*Exercise description*.
Excluding images, repeat the data exactly as given.
Top of Records supplied
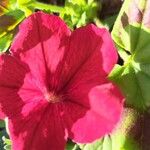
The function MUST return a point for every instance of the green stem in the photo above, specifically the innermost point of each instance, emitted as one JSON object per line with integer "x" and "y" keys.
{"x": 52, "y": 8}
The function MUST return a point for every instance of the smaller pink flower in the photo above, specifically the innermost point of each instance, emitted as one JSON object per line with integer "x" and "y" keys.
{"x": 53, "y": 85}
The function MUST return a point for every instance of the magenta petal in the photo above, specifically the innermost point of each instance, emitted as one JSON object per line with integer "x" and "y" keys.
{"x": 41, "y": 44}
{"x": 42, "y": 129}
{"x": 54, "y": 84}
{"x": 12, "y": 74}
{"x": 105, "y": 103}
{"x": 91, "y": 48}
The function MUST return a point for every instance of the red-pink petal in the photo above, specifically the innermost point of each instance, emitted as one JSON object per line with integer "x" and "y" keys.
{"x": 12, "y": 74}
{"x": 41, "y": 43}
{"x": 88, "y": 124}
{"x": 92, "y": 49}
{"x": 42, "y": 129}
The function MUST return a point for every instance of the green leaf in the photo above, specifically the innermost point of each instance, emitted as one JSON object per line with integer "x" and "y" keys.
{"x": 79, "y": 12}
{"x": 131, "y": 33}
{"x": 8, "y": 27}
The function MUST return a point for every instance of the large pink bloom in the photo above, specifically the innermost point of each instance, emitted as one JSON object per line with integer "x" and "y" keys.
{"x": 53, "y": 85}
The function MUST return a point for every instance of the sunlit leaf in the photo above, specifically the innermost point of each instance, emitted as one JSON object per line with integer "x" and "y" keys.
{"x": 8, "y": 25}
{"x": 131, "y": 33}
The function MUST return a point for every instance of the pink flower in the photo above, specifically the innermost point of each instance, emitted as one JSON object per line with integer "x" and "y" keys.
{"x": 54, "y": 86}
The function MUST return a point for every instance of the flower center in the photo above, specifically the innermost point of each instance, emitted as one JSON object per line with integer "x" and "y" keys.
{"x": 52, "y": 98}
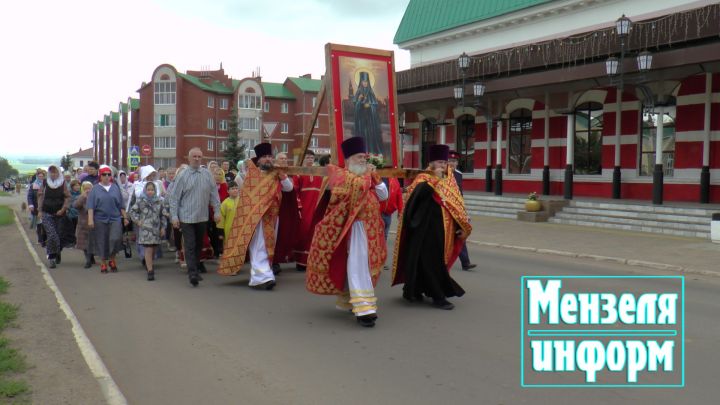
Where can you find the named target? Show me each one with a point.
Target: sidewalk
(686, 255)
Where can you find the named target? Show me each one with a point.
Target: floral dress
(149, 216)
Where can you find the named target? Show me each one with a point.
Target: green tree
(234, 152)
(6, 170)
(66, 162)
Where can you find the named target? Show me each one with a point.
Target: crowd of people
(332, 227)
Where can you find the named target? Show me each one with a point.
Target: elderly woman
(105, 215)
(53, 203)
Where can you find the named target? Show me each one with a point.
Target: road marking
(109, 388)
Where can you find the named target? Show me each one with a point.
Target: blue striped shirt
(193, 191)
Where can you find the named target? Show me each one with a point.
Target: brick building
(550, 118)
(178, 111)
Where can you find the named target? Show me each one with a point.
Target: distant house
(82, 157)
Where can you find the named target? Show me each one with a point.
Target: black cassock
(422, 250)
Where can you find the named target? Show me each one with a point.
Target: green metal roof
(306, 85)
(425, 17)
(215, 87)
(276, 90)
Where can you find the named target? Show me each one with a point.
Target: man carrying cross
(348, 247)
(256, 219)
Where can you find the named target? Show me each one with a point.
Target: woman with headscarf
(83, 235)
(105, 215)
(151, 217)
(53, 203)
(35, 218)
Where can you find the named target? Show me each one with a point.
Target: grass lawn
(6, 215)
(12, 363)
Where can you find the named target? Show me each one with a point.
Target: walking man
(193, 192)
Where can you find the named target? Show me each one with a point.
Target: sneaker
(367, 321)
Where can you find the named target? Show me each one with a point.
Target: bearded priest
(348, 248)
(256, 220)
(431, 233)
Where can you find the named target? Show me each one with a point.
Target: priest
(256, 219)
(348, 247)
(431, 233)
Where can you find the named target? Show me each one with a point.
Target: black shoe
(367, 321)
(442, 303)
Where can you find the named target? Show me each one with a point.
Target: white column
(498, 150)
(706, 128)
(658, 135)
(546, 144)
(570, 142)
(489, 143)
(618, 126)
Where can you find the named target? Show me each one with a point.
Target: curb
(108, 387)
(619, 260)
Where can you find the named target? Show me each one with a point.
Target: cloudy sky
(65, 64)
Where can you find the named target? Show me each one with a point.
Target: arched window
(520, 140)
(588, 138)
(465, 141)
(647, 140)
(428, 139)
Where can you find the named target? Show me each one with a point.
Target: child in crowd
(150, 216)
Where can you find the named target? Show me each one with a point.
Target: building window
(165, 120)
(164, 142)
(249, 101)
(250, 124)
(648, 141)
(164, 93)
(520, 141)
(588, 138)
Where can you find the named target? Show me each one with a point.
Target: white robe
(260, 266)
(360, 294)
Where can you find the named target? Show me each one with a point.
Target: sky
(65, 64)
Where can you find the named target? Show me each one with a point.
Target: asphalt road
(165, 342)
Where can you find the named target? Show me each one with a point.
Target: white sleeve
(286, 184)
(381, 191)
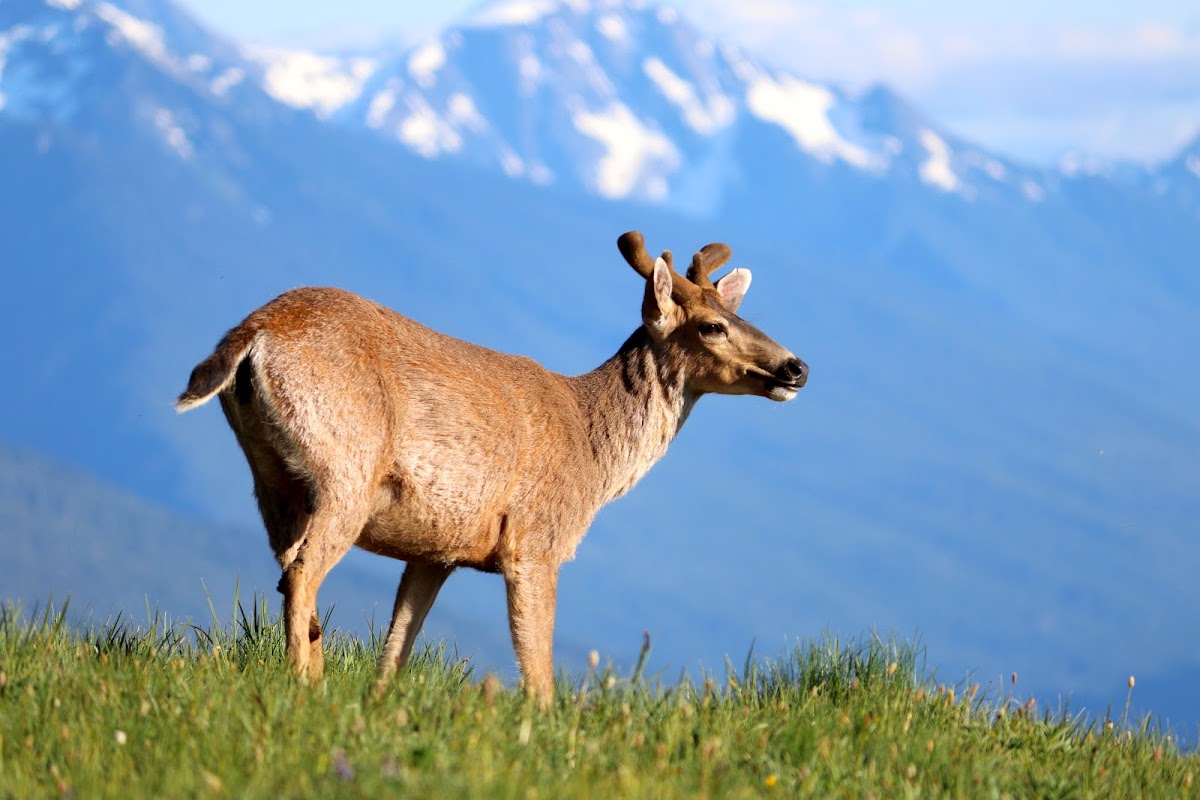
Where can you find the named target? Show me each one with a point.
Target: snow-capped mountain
Bottom of Records supplied
*Answer section*.
The function MUST return a point for every instance of the green stem in the photo above, specifically the innermost point of each instance, emitted as one JSON object per line with integer "x" and "y" keys.
{"x": 52, "y": 8}
The function MUST return a point for every instance of the smaller pink flower in the photo above, specifically the innermost point of each instance, emitted as one JSON object per line with integer "x" and "y" keys.
{"x": 53, "y": 85}
The function MUST return a point for every instance of the magenta petal in the photo above, specifically the innermost point of each instance, emitted as one JSON object per line with integer "x" and "y" keys.
{"x": 41, "y": 44}
{"x": 42, "y": 129}
{"x": 54, "y": 84}
{"x": 12, "y": 74}
{"x": 105, "y": 103}
{"x": 91, "y": 48}
The function MUST return a point for every instance of the red-pink petal in the photo above, specifically the innermost point of each instance, emitted as one JSON object per line with integer "x" and "y" keys.
{"x": 12, "y": 74}
{"x": 41, "y": 43}
{"x": 88, "y": 124}
{"x": 92, "y": 49}
{"x": 42, "y": 129}
The function MUST return a point for every instance of the green leaf in the photo above, specifically the innermost point of each instance, emitted as one JSON object per line with integer "x" and "y" keys.
{"x": 79, "y": 12}
{"x": 131, "y": 33}
{"x": 8, "y": 27}
The function MUST return a point for every instance of the large pink bloom in the photo above, specifically the innermost point of each instance, emitted as one JSON object per line with integer "x" and "y" keys.
{"x": 53, "y": 85}
The function MUST return a point for every instance of the sunlit leaf in the photo above, specifically the innermost point of each instance, emitted as one JSON object per line with integer "x" and "y" keys.
{"x": 8, "y": 25}
{"x": 131, "y": 33}
The function MUST return a point for every instance of the pink flower in the photo above, specifically the innermost point of each instance, emitted as one JSON object per line with integer "x" and "y" keys.
{"x": 54, "y": 86}
The function MUST return a point for every instance of the flower center in the photo above, specifically the innermost point of each instance, emitted as one JSON object per line with integer "x" and "y" keys.
{"x": 52, "y": 98}
Where can you find the named target? Show me each one with a point.
Target: sidewalk
(686, 255)
Where can you find the named target? Show me each one with a point.
Target: floral dress
(149, 216)
Where can you find the named target? Show me each one with a point.
Target: green tree
(234, 152)
(6, 170)
(66, 162)
Where can you find the named target? Show me each one with a point.
Target: crowd of people
(332, 227)
Where can you find the named target? Show me each one with a point.
Target: elderly woman
(105, 215)
(53, 203)
Where can you find the named target? Show me each one with a point.
Target: road marking
(109, 388)
Where can you find the named target? Show me each one with a point.
Target: blue striped shirt
(193, 191)
Where can you find the named target? Show me each one with a point.
Target: brick building
(550, 118)
(178, 111)
Where can you find the named target? Show me each one with a point.
Target: distant house
(82, 157)
Where can you find the named target? Show me each one with a point.
Target: black cassock
(422, 250)
Where can you find the named target? Show me each one with a point.
Target: green metal roof
(306, 85)
(425, 17)
(215, 87)
(276, 90)
Where can you find the named target? Show me each one with a point.
Target: man carrying cross
(348, 247)
(256, 219)
Where can you find the named target? Show me each one with a point.
Target: woman with headscarf
(83, 235)
(105, 215)
(151, 217)
(53, 203)
(35, 218)
Where can you find the named target? Show me each one with a point.
Target: grass lawn
(6, 215)
(12, 363)
Where can you find the named target? Show me each one with a point.
Target: walking man
(193, 192)
Where can you find the named target? Show me each one with a point.
Target: sneaker
(367, 321)
Where can you find the named target? Show me each one with a point.
Target: bearded priest
(348, 248)
(256, 220)
(431, 233)
Where can you find the named target? Show me each one with a point.
Target: priest
(256, 219)
(348, 247)
(431, 233)
Where can you find the named target? Show me each one with a point.
Target: black shoe
(367, 321)
(442, 303)
Where can you find the named target? Show me each one with a point.
Target: white column
(498, 150)
(706, 128)
(658, 135)
(546, 144)
(570, 142)
(489, 143)
(618, 126)
Where can you find the named target? Show me each one with a point.
Target: curb
(108, 387)
(619, 260)
Where can you find the named target? Show me each one with a point.
Target: cloudy sky
(65, 64)
Where can you find the named target? Show me each one with a point.
Target: arched window
(520, 140)
(588, 138)
(465, 141)
(647, 140)
(428, 139)
Where can you find the named target? Show me each one with a point.
Target: child in crowd
(150, 216)
Where can you find the named target? Show me each one with a point.
Target: building window
(165, 120)
(164, 142)
(249, 101)
(250, 124)
(648, 141)
(164, 93)
(520, 141)
(588, 138)
Where can you find the named target? Show me each one with a point.
Target: white robe
(260, 266)
(360, 294)
Where can you find the named target? Show me each one with a point.
Target: sky
(65, 64)
Where can you find the named target? Show me each one with a point.
Target: asphalt road
(165, 342)
Where can you find the named target? Show me each one with a point.
Target: white sleeve
(286, 184)
(381, 191)
Where can you find the named target? Show me each one with a point.
Target: snow-capped mountain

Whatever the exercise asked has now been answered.